### Available records
****************
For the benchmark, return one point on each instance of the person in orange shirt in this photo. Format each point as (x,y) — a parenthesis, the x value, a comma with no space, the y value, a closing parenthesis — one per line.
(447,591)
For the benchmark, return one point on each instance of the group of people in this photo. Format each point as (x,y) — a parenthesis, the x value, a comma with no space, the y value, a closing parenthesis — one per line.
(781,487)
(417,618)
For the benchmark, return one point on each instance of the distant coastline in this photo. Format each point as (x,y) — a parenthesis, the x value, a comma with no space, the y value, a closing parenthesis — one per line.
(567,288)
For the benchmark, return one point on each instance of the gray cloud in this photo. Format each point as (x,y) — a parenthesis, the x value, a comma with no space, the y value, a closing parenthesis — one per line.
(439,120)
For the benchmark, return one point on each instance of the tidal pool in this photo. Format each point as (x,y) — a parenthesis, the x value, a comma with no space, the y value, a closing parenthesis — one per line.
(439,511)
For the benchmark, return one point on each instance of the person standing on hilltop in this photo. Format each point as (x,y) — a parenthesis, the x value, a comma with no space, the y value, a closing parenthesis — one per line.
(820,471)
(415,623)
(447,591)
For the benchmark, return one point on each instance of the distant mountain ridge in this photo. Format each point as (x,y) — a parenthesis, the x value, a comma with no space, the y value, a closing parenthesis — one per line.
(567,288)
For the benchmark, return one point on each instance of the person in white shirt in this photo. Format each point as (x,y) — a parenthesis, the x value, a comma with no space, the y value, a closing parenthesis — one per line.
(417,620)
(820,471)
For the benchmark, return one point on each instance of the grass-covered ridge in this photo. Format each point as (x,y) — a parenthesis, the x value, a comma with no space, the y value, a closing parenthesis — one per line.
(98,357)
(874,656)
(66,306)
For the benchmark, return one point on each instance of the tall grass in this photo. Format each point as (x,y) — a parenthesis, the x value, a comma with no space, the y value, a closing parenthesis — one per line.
****************
### Directive
Copy every one of the records above word for word, in the same order and with the same line breaks.

### Full solution
For the benchmark, return one point on each instance of the person in orange shirt in this photo. Format each point as (x,y) — a parenthesis, the x value, a comma with no space, the y value, a closing parenthesis — one per line.
(447,591)
For the benchmark, return one point on each instance of the group of people in this photo. Format each point as (x,y) — a parenthesis, the x value, a comma with no space, the y value, a closing parenthesis — one per line.
(781,487)
(417,618)
For the benchmark, return one point on each instance of the distant coastline in this photo. Format each point as (x,y) — a parenthesis, the x value, a comma with no space, the y value, a closing parenthesis — one per line.
(567,288)
For the benchmark, return one point on each instance of the gray cloud in this photo. Format each point as (x,y) — a parenthesis, the x value, a comma with no space, the y value, a closing parenthesis — one per line.
(439,120)
For the benchmark, return one point on each instance of the tidal pool in this photo. Format each point as (x,y) — a parenthesis, the x value, a comma with no space, the y value, a closing parenthesis — one per line.
(439,511)
For the benchmark, return one point on each instance of the person standing on hilltop in this photo. Format each point as (x,y) — a parenthesis, the x value, a comma with no space, the y value, a closing parenthesis — one per line.
(820,471)
(415,623)
(447,591)
For the benchmark, return one point on each instance of the distant mountain ridge in this photo. Format each point as (x,y) — a parenthesis, the x value, a comma with no space, the y value, a closing parenthesis — one per line.
(567,288)
For the benchmark, return one point on each instance of the person in white shirt in this photo. Format each point as (x,y) — a parenthesis, the x value, a comma with no space, the y value, a closing parenthesis — one per line.
(417,620)
(820,471)
For the benchmark, return one point on each instance of the grass-covered ridge in this photo. Format each point as (x,y) — a parenthesis, the x value, a comma with no space, the y value, a closing parenthesis — one per line.
(98,357)
(874,656)
(66,306)
For the benchmark, return one point on each instance of the tall grass in this photo. Format each point as (x,y) — a parenthesis, the x value, a comma with no space, the y value, a closing parenthesis — one per line.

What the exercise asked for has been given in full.